*Task to complete*: Extract every line starting at the line that contains "Would you mind tagging the dark window" and ending with the final line of the data, inclusive; give only those lines, word for word.

*Supplied entries*:
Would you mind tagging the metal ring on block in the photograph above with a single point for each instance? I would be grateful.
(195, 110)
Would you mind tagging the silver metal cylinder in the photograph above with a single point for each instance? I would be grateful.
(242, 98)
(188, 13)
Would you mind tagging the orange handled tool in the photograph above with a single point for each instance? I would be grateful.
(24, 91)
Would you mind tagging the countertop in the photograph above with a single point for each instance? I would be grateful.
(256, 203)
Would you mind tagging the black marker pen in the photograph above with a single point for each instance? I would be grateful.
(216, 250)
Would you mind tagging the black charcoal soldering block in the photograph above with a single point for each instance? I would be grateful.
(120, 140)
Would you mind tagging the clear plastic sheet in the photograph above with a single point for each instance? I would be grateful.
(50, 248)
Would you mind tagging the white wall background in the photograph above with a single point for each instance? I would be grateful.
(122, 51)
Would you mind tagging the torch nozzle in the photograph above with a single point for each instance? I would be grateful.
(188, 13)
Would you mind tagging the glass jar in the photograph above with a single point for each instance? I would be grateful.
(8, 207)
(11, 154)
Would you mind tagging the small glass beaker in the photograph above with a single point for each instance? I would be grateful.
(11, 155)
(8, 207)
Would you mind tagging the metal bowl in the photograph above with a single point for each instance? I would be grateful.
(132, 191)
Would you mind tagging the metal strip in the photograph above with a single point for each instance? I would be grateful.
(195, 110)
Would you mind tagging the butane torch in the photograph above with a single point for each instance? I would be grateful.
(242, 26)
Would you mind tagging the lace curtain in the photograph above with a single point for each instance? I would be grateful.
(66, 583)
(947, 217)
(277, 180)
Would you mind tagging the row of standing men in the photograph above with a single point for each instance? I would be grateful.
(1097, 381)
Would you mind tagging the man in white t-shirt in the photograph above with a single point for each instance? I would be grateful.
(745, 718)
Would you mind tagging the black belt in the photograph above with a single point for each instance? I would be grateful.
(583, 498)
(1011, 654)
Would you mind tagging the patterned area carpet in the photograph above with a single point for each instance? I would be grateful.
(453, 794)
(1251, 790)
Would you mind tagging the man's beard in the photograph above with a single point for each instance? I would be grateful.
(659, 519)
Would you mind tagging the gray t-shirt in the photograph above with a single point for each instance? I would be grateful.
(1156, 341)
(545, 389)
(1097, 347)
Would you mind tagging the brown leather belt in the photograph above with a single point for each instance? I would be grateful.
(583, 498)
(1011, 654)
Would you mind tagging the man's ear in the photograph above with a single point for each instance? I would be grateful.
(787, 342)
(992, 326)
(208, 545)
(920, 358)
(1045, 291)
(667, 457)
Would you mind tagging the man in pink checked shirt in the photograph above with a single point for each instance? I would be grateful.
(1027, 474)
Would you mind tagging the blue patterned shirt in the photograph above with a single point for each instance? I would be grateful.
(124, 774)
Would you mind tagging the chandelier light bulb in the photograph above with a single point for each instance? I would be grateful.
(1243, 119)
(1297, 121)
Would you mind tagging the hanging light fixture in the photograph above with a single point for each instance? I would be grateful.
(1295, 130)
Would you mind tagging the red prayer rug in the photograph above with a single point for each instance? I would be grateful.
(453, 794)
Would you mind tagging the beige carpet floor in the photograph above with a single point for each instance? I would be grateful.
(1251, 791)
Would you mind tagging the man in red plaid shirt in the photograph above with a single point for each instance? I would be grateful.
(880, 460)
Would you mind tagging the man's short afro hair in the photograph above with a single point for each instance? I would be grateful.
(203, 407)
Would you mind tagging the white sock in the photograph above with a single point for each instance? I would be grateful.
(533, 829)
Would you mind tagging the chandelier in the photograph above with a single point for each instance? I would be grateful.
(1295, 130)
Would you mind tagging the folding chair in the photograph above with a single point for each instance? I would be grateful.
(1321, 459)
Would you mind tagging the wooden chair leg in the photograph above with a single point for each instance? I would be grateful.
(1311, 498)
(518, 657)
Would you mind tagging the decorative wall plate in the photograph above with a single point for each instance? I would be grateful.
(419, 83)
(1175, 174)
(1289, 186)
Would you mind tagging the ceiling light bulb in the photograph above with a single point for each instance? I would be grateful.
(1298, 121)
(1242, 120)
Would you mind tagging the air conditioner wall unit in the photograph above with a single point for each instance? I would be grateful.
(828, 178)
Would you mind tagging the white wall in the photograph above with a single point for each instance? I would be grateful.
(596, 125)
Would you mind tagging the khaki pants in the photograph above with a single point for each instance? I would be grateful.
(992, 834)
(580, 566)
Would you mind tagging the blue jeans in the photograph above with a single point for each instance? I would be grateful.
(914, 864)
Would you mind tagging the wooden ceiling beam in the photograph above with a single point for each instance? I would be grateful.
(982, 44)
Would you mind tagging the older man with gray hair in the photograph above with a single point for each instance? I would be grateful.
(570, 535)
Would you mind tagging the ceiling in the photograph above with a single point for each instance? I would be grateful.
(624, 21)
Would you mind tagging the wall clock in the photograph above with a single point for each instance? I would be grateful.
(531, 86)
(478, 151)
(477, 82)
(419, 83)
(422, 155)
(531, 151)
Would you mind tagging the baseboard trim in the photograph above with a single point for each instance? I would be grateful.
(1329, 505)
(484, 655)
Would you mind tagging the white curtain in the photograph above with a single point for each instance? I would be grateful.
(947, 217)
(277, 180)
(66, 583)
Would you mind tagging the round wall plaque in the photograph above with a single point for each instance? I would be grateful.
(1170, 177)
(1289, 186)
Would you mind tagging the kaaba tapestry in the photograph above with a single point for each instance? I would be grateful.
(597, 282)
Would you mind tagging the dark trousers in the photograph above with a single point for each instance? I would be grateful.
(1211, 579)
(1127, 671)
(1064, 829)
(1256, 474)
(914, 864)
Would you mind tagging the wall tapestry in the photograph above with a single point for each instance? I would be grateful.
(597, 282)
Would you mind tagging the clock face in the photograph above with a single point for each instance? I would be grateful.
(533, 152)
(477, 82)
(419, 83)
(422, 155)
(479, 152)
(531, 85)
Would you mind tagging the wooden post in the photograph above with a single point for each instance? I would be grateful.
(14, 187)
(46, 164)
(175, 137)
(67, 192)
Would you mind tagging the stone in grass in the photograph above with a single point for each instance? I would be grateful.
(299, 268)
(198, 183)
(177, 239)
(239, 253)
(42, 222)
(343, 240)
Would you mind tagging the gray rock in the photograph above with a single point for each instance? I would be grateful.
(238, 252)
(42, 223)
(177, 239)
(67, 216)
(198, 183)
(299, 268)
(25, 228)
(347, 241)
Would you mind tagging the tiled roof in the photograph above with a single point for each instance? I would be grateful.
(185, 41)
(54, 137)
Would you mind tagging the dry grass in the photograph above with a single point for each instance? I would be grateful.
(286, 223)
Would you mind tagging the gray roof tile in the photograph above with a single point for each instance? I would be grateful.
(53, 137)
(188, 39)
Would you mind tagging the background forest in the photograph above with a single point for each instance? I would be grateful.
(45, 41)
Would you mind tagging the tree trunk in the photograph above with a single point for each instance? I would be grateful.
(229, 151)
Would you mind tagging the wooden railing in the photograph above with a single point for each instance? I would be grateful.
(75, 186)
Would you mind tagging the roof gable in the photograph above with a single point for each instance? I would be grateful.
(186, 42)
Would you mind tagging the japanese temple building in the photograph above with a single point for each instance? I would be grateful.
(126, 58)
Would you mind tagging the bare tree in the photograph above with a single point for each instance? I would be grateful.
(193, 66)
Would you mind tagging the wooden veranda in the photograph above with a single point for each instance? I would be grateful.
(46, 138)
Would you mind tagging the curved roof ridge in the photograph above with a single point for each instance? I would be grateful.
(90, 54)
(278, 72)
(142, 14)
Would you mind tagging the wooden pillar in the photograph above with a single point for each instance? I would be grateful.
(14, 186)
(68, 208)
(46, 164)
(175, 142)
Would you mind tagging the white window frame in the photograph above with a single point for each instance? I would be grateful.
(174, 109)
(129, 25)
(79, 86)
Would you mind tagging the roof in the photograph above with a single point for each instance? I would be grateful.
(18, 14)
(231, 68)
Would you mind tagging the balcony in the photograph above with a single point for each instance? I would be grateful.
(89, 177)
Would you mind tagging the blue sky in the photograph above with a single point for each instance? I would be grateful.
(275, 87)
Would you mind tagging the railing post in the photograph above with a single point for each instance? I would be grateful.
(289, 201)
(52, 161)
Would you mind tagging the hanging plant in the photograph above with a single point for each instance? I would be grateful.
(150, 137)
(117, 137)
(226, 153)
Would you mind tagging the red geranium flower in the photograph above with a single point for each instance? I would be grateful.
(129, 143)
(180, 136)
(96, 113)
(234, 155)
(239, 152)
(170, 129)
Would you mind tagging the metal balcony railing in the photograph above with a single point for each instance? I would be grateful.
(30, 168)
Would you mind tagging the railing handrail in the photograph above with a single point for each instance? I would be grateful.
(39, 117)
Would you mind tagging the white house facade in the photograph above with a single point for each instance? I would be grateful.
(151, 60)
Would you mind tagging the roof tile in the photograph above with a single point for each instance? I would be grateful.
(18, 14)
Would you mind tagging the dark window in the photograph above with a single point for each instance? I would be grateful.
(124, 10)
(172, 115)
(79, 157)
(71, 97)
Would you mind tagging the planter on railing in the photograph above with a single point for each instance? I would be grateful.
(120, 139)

*The completed task*:
Would you mind tagging the dark window in the photograph above with a single point for each instance? I would be grateful.
(124, 10)
(172, 115)
(79, 157)
(71, 97)
Would you mind tagging the planter on railing in the photograph above with a single point for each instance? I would be grateful.
(120, 139)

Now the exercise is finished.